▶ Soal Singkat 1
Menurut teks tentang partai politik, bentuk demokrasi apa yang dipraktikkan oleh negara modern saat ini?
▶ Soal Singkat 2
Tuliskan kembali bagian teks tentang partai politik mulai dari "A. Latar Belakang" sampai dengan "pemerintah makin membesar.".
++++ Teks Bacaan
Rabu, 26 Januari 2011

Partai Politik

BAB I
PENDAHULUAN


A. Latar Belakang

Negara modern saat ini mempraktekan demokrasi perwakilan. Partisipasi masyarakat dalam demokrasi perwakilan melalui wakil-wakil yang terbentuk baik karena kesamaan kepentingan maupun untuk membentuk kepentingan bersama. Suatau kelompok terbentuk karena kesamaan kepentingan, maka organisasi yang dibentuk untuk menjamin kekepingan anggotanya. Tetapi kepentingan bisa juga terbentuk karena ada kelompok. Dalam abad ke-18 dan bahkan sampai pada abad ke-19, pembuatan kebijakan utamanya menghadirkan dialog antara para pemilih dengan wakilwakil mereka di parlemen atau di pemerintahan lokal. Saat itu jumlah penduduk lebih kecil, program pemerintah lebih terbatas, dan komunikasi lebih mudah, penduduk tidak perlu membentuk sebuah organisasi agar pandangan mereka bisa diketahui. Namun, dalam abad ke-20, masyarakat berkembang makin kompleks, dan peran pemerintah makin membesar.
++++++++
++++ Daftar Data
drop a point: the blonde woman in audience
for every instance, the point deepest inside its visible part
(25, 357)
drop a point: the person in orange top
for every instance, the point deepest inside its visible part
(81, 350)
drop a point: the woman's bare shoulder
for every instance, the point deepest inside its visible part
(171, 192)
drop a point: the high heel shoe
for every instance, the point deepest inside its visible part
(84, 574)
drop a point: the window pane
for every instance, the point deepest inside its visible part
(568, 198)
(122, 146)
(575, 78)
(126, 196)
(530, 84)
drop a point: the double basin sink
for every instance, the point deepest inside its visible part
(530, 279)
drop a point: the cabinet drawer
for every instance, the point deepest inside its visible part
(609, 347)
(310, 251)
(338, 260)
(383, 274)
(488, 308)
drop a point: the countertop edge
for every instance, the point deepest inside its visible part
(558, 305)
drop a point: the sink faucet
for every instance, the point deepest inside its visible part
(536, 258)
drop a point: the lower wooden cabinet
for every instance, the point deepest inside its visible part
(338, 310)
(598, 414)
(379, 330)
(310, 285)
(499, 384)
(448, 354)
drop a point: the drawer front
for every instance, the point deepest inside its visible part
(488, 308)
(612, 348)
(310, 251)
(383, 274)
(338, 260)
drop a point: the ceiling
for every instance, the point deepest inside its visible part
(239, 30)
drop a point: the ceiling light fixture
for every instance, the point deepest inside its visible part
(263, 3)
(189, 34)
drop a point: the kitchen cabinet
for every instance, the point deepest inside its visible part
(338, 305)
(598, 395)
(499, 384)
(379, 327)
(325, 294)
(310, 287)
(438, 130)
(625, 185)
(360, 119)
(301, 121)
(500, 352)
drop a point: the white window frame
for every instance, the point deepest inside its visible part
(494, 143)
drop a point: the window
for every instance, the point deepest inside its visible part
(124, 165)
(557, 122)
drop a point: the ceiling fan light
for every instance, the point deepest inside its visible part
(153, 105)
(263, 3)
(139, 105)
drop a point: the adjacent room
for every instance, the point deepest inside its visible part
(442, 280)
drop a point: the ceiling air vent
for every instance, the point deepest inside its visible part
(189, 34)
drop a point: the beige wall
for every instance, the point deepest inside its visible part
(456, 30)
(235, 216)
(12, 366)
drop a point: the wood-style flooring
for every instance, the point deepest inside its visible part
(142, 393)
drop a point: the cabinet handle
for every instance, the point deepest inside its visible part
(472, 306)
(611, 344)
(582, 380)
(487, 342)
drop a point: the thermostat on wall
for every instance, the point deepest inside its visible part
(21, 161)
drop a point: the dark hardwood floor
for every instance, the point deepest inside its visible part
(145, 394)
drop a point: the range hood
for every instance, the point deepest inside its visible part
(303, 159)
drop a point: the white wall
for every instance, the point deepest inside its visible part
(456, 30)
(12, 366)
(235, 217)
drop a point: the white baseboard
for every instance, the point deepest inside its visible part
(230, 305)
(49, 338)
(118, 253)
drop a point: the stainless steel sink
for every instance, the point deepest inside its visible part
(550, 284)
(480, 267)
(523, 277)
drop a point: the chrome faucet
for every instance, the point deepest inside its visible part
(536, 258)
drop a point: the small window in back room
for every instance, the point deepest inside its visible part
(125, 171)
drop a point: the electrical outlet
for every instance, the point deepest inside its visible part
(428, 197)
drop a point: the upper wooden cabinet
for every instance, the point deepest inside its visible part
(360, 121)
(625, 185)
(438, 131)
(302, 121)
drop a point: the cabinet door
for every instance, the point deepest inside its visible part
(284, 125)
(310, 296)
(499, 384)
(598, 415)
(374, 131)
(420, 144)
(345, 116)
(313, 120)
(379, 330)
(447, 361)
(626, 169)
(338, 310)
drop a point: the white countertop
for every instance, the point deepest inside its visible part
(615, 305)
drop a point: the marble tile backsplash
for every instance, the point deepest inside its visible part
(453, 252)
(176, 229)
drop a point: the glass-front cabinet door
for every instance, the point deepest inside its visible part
++++++++
▶ Jawaban 1
Demokrasi perwakilan.

▶ Jawaban 2
A. Latar Belakang

Negara modern saat ini mempraktekan demokrasi perwakilan. Partisipasi masyarakat dalam demokrasi perwakilan melalui wakil-wakil yang terbentuk baik karena kesamaan kepentingan maupun untuk membentuk kepentingan bersama. Suatau kelompok terbentuk karena kesamaan kepentingan, maka organisasi yang dibentuk untuk menjamin kekepingan anggotanya. Tetapi kepentingan bisa juga terbentuk karena ada kelompok. Dalam abad ke-18 dan bahkan sampai pada abad ke-19, pembuatan kebijakan utamanya menghadirkan dialog antara para pemilih dengan wakilwakil mereka di parlemen atau di pemerintahan lokal. Saat itu jumlah penduduk lebih kecil, program pemerintah lebih terbatas, dan komunikasi lebih mudah, penduduk tidak perlu membentuk sebuah organisasi agar pandangan mereka bisa diketahui. Namun, dalam abad ke-20, masyarakat berkembang makin kompleks, dan peran pemerintah makin membesar.